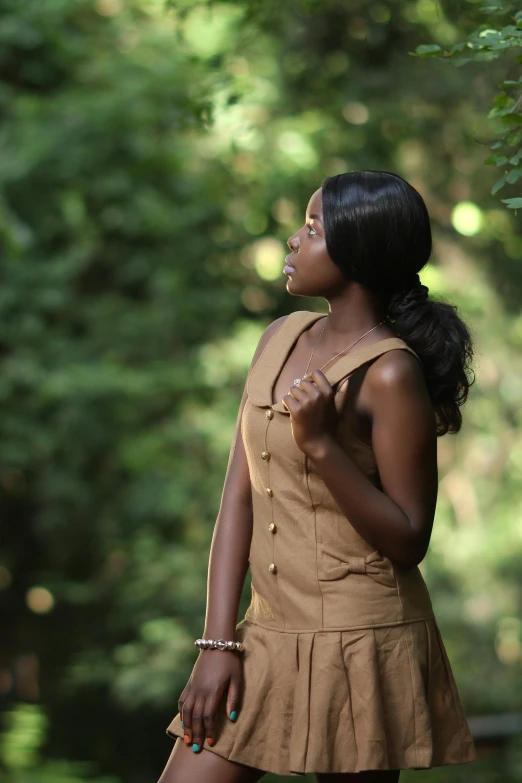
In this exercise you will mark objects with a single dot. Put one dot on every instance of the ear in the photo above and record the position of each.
(340, 395)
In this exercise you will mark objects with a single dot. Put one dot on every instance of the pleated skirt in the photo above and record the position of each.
(344, 701)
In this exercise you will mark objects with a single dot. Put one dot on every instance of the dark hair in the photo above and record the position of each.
(377, 231)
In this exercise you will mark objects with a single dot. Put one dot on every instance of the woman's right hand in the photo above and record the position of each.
(215, 672)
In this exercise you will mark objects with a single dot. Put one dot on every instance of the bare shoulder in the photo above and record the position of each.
(396, 370)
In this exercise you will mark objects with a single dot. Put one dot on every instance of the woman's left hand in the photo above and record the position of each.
(313, 411)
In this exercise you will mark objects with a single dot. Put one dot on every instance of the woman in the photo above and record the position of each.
(329, 497)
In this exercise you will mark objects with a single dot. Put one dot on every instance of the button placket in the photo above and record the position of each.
(266, 455)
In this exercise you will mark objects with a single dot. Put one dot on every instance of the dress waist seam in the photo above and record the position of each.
(366, 626)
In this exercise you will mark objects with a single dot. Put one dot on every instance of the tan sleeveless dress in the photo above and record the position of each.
(345, 669)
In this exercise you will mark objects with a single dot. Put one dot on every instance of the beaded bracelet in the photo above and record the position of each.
(219, 644)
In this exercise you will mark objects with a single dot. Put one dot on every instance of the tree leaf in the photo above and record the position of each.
(513, 203)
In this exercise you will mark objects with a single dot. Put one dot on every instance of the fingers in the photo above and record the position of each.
(199, 715)
(341, 395)
(234, 695)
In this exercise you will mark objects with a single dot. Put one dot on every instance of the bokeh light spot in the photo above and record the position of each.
(356, 113)
(467, 218)
(39, 600)
(268, 258)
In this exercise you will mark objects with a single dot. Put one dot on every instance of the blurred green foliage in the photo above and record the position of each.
(499, 33)
(154, 159)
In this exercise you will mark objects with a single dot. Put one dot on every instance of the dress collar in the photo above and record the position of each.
(266, 370)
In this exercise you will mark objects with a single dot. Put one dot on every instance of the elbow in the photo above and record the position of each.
(413, 551)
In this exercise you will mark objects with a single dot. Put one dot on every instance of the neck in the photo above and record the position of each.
(352, 313)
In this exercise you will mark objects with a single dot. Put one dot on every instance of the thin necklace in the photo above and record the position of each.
(297, 381)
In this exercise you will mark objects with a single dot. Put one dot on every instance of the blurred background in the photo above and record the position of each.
(154, 159)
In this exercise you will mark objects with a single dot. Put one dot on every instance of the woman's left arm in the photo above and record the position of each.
(398, 520)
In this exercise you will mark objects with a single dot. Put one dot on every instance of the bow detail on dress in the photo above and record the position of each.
(334, 566)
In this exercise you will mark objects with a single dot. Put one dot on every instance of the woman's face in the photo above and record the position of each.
(315, 273)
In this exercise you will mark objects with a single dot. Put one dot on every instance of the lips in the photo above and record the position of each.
(289, 267)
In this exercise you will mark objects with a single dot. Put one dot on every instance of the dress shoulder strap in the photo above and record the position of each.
(273, 356)
(346, 365)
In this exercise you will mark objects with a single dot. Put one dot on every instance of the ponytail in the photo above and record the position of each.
(442, 341)
(378, 232)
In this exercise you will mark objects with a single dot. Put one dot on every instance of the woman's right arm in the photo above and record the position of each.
(217, 671)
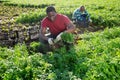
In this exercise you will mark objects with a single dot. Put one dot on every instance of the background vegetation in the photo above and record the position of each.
(95, 57)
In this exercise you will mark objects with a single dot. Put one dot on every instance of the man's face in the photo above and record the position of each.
(52, 15)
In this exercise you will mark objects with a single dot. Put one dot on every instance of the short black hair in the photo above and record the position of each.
(50, 9)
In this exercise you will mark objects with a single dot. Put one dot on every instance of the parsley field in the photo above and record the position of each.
(95, 57)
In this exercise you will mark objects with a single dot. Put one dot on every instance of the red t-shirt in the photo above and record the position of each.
(57, 26)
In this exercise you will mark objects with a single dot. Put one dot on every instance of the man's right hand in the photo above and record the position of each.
(50, 41)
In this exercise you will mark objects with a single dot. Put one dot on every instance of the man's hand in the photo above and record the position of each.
(58, 38)
(50, 41)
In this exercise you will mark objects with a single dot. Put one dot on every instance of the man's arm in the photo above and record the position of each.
(70, 28)
(42, 33)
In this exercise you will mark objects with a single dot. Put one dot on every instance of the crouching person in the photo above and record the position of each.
(57, 24)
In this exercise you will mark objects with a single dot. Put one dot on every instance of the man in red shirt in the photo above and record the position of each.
(57, 24)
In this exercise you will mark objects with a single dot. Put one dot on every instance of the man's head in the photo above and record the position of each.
(51, 12)
(82, 8)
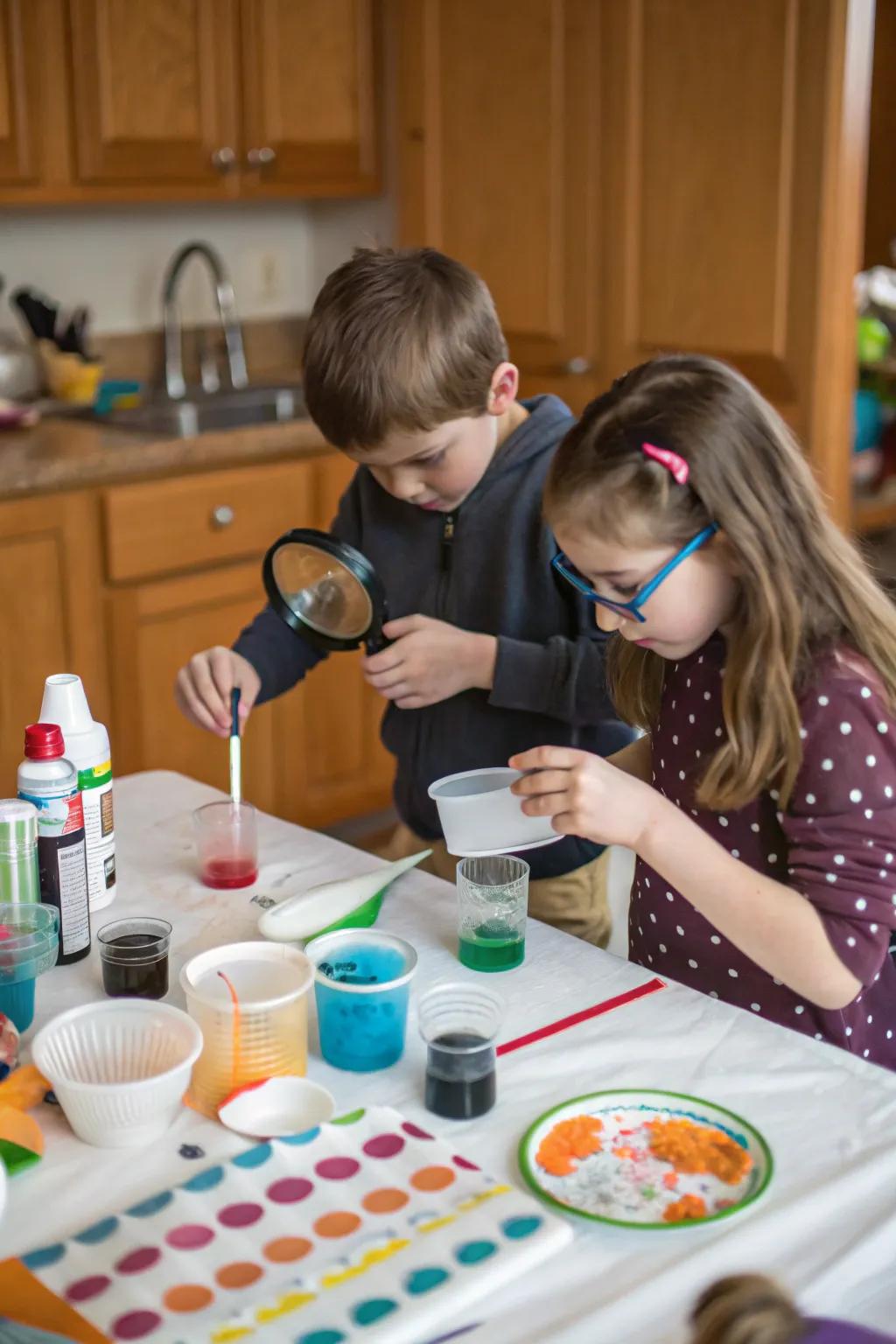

··········

_Exercise goal_. Write out every one of the records above word for word, leaving out the pictures.

_Exercise solution_.
In this exercise you will mark objects with a single dot. Put one dot on every instance of the ear in the photo above and record the position of each.
(340, 395)
In this exercise you will mark objects with a single dot. Put one dot on every instance of the pleated skirt in the photo above and record the position of each.
(344, 701)
In this exercise you will mark objects with a single dot. Put one dot on every instance of the dark hair in the photo above and record the position of each.
(377, 231)
In this exercise you will mark objects with a single dot. Put one dot on every instance of the woman's right hand in the photo above and record the position of each.
(215, 672)
In this exercise you will mark objects with a single dot. Put one dot on every instance of the bare shoulder in the photo above and record the position of each.
(396, 370)
In this exercise you will mark objects with a single dot. Put one dot on every instance of the woman's left hand in the photo above and record the position of each.
(313, 411)
In this exercise you will mark objects with a single dot. Put one dot on every instance of the woman in the photo above and record the position of each.
(329, 497)
In this exercise you will mark objects with a single dot. Put one dot on every instance of the button placket in the photo above and record the position of each.
(266, 455)
In this exercise you will mark objects with a single dot. Put one dot on every instance of the dress waist seam in the photo above and record the position of each.
(366, 626)
In this exercise you will mark objects with a single dot. Put one dot on every instance of the tan sleeveless dress in the photo above and record the position of each.
(345, 669)
In this exercise you will mark objects with a single dot. Put one dot on every instance of the beaded bracelet in the photo above and record the position of each.
(219, 644)
In this exercise you will mark objects with a single dot. Put one dot on every instance of the tree leaf in the photo above and record the position of each.
(513, 203)
In this exercise you will mark objects with a single dot. Put one dot on every instance of the fingers in the photo above and record the position of each.
(199, 715)
(341, 395)
(234, 695)
In this exercise you will mark objects with a single dot. Put one dot on every instance of the bokeh light spot in the photo above and record the position of each.
(356, 113)
(467, 218)
(39, 600)
(268, 258)
In this exercise you will mark objects with a single dot. Put one dot on every instance of the blurred green foliage in the photo above and record the position of each.
(499, 33)
(154, 159)
In this exercise you will mark objects with a single dot. Put one dot on every instance of the dress collar in the photo above and record the position of each.
(266, 370)
In this exercise you will mark objects with a single dot. Put one dot on every instance of the elbow in the photo above and record the position of each.
(413, 551)
In this exercise you will mark objects with a single dot. Put one dot on every instance of the neck in the photo above and record the position of each.
(352, 313)
In this exercise you will mark objects with a single dot. Put one dot on every instance of the thin necklace in the photo above and record the position of each.
(297, 381)
In this exercise you will mark objects with a single dot. Put one dot on every instance of the blurred background in the photo above and record the position of each.
(154, 159)
In this exercise you will mark objects with a single dot. Put one dot on every instance of the woman's left arm in the photo above and record the position of each.
(398, 520)
In this exercise you will mark objects with a single dot. Put one dot on every instance of the bow detail on dress in the photo above and record the position of each.
(334, 566)
In this exercise you will mark objects with a single dot. Put one dot on every instance of the woman's face in the photo above and record the position of each.
(315, 273)
In this exercise you will mark objects with a single dot. Put one dot on every instance of the lips in the photo above and record the position of each.
(289, 267)
In this exercise you will mark objects with a single dot. Put one dot on every instance of the dress shoulder strap in the photo above and record the position of each.
(273, 356)
(346, 365)
In this exercise you will mark objects with a single dot. Put one dot on every instance of the ponytail in the photo above and record the position of each.
(442, 341)
(378, 232)
In this exercise you will mark objects with a single dot. Put one dot on every instance of the woman's right arm in the photo above and record the position of each.
(217, 671)
In this exercise you will mark objects with a single dot. Put one dot on every instance of the background vegetation in the photo above and record the position of each.
(95, 57)
In this exercise you will mark objects with a single dot. Put one dot on every instance of the man's face in the photo above and record the position of each.
(52, 15)
In this exercise you will mark objects with a single dot. Put one dot on every instance of the short black hair in the photo above and record the position of each.
(50, 9)
In this exercise you will mark objects with a single dot. Put one dot on every instance of the parsley field in the photo above and record the position of each.
(95, 57)
In this exercise you will mark objects with a single dot. Put one dot on every instance of the red t-shirt in the photo above and record the position of each.
(57, 26)
In this exercise you will mark objects with a single dot. Put one dot on every instance of the man's right hand in the photo above and record the position of each.
(50, 41)
In this exercise you will mark objects with a single dot. Put one dot on every instance of the man's hand in the photo above and record the position of each.
(58, 38)
(50, 41)
In this exercise you will mark objects with a single dot. Put one dot on every instance of the man's arm in the photo above and record the position of each.
(70, 28)
(42, 33)
In this exercise you will mark objects with a single dot. Put one dot on every instance of the crouching person in the photo above and record the position of each.
(57, 24)
In this exercise you will mark objects with a single dot. Put one dot on every instance of the man in red shirt in the photo above and record the position of each.
(57, 24)
In this exercise you will mark objects with a single dot. Put one dot on every instance of the man's head in the photo above and record the position of each.
(51, 12)
(82, 8)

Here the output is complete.